• **Reading passage**:

Michelle Malkin plays the victim card

The conservative blogger wants to know why I wrote about threats to Kathy Sierra, and not her. Here's my answer.

Published April 10, 2007 11:07PM (EDT)

Michelle Malkin has big brass balls, as my idol Stephen Colbert likes to say. (Yes, women can have balls!) The conservative columnist of Asian descent who defended Japanese internment and anti-Muslim racial profiling, the defiant woman of color who's made her name opposing political correctness and identity politics, is suddenly playing the victim card, complaining that I didn't defend her from online misogyny when I defended Kathy Sierra.

At least that's what I think she's saying.

The issue first came up when I was on CNN's "Reliable Sources" Sunday morning, with Arianna Huffington and Townhall columnist Mary Katharine Ham, to discuss the Sierra mess. (The video is here). Finally, I thought, something about which the left and right can agree: Online misogyny is bad. But Ham took the opportunity to slam me for not defending Malkin when she's faced sexist abuse. Then Kurtz read a Malkin blog post he said was criticizing me for not defending her, and I replied:

"Oh, come on, Howie. I mean, I'm sorry that I didn't say something about Michelle Malkin. Certainly she doesn't deserve that treatment, but she has gotten plenty of attention for it. I wasn't suggesting that it only happens to progressive women or that when it happens to progressive women, it matters. The really interesting thing for me was that Kathy Sierra is a tech blogger. She is blogging about making software better for people. She is blogging about making the Web a better community, not about politics, not about Dick Cheney, not about Condi Rice. And she is getting the same kind of sexualized belittling comments. So that is what really jumped out at me. I certainly would never say that what Michelle endures is acceptable at all."

• **Extracted entries**:

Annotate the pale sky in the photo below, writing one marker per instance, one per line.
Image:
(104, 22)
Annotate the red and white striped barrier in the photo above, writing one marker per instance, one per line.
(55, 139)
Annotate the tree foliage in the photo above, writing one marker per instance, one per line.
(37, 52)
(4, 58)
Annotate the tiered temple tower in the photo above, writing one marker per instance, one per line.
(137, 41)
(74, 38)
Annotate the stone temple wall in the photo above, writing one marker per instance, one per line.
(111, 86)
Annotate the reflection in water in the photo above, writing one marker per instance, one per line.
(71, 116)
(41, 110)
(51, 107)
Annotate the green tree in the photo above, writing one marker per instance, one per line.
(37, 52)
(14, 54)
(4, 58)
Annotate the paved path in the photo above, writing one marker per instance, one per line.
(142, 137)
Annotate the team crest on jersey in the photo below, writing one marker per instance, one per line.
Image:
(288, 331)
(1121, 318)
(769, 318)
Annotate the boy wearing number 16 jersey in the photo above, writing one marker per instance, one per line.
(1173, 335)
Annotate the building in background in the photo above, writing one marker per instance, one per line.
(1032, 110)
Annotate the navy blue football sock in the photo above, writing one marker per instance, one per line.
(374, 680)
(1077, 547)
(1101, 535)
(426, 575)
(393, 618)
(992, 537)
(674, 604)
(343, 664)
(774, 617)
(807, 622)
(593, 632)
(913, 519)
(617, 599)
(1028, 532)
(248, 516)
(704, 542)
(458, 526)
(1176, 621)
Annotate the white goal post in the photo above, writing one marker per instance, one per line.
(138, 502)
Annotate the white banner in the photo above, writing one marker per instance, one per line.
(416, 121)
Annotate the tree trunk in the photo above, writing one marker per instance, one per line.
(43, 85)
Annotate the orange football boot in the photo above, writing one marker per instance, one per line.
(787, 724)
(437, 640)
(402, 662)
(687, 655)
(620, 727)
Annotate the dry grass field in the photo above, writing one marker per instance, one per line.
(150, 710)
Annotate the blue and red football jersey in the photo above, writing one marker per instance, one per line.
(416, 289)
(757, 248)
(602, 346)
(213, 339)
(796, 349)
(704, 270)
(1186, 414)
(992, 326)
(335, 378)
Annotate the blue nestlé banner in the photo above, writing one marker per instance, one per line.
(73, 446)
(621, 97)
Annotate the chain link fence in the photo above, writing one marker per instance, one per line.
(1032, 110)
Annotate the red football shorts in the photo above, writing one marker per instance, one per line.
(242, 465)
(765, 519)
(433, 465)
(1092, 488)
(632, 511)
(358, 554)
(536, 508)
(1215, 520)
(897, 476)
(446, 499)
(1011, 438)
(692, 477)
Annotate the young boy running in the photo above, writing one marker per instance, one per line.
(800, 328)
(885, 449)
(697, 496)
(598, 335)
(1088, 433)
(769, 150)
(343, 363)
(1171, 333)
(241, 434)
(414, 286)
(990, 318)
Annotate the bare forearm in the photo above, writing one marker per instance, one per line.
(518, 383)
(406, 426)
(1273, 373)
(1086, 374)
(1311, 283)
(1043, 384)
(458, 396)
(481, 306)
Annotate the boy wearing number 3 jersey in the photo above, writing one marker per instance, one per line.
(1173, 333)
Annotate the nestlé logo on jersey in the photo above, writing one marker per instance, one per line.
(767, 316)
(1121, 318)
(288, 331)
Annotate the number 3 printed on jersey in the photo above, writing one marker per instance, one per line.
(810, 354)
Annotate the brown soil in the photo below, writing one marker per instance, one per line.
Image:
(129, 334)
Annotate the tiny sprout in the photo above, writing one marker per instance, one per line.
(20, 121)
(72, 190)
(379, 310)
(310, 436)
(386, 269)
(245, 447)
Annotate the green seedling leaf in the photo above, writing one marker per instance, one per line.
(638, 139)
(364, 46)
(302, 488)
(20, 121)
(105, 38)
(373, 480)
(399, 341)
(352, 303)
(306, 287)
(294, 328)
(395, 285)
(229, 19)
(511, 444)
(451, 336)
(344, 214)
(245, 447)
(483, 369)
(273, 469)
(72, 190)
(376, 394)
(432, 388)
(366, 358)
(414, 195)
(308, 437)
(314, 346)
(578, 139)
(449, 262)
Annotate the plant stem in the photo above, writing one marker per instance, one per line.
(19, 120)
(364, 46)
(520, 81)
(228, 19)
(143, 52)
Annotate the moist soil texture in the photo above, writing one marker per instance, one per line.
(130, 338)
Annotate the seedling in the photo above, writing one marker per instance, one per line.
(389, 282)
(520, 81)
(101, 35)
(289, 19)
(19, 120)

• **What you need to do**:
- a) Reproduce word for word the stretch of the Michelle Malkin article from "Michelle Malkin plays" through "defended Kathy Sierra.".
- b) Pick up the article about Michelle Malkin and the Kathy Sierra controversy where it stops, and keep writing it.

• **Answer set**:
- a)
Michelle Malkin plays the victim card

The conservative blogger wants to know why I wrote about threats to Kathy Sierra, and not her. Here's my answer.

Published April 10, 2007 11:07PM (EDT)

Michelle Malkin has big brass balls, as my idol Stephen Colbert likes to say. (Yes, women can have balls!) The conservative columnist of Asian descent who defended Japanese internment and anti-Muslim racial profiling, the defiant woman of color who's made her name opposing political correctness and identity politics, is suddenly playing the victim card, complaining that I didn't defend her from online misogyny when I defended Kathy Sierra.

- b)
But Ham continued: "I think there is a special kind of abuse reserved for women who don't know their place, which you think is in the Democratic Party." "I resent that," I told Ham, and I explained that what happened to Sierra shook me out of my complacency about online sexism directed at me and other political writers. I concluded: "It's not a matter of left or right."

Now Malkin herself is complaining about what I said on CNN. "Walsh also argued that the reason she decided to pay attention to misogyny in the blogosphere now is because Sierra is a 'techblogger' trying to 'make the web a better community.' As opposed to us Christofascist wingnut women bloggers who deserve what we get because we're just trying to use the web to spread poisonous conservative ideas." She complains that "no one put our pictures in the NYTimes for weathering epithets, sexist putdowns and death threats -- many of which, unlike Sierra's, were signed and endorsed by major bloggers -- and not just random, obscure, anonymous commenters." She then links back to her original post, the one Kurtz read Sunday, in which I actually don't see any mention of me. But the post was intriguing, anyway.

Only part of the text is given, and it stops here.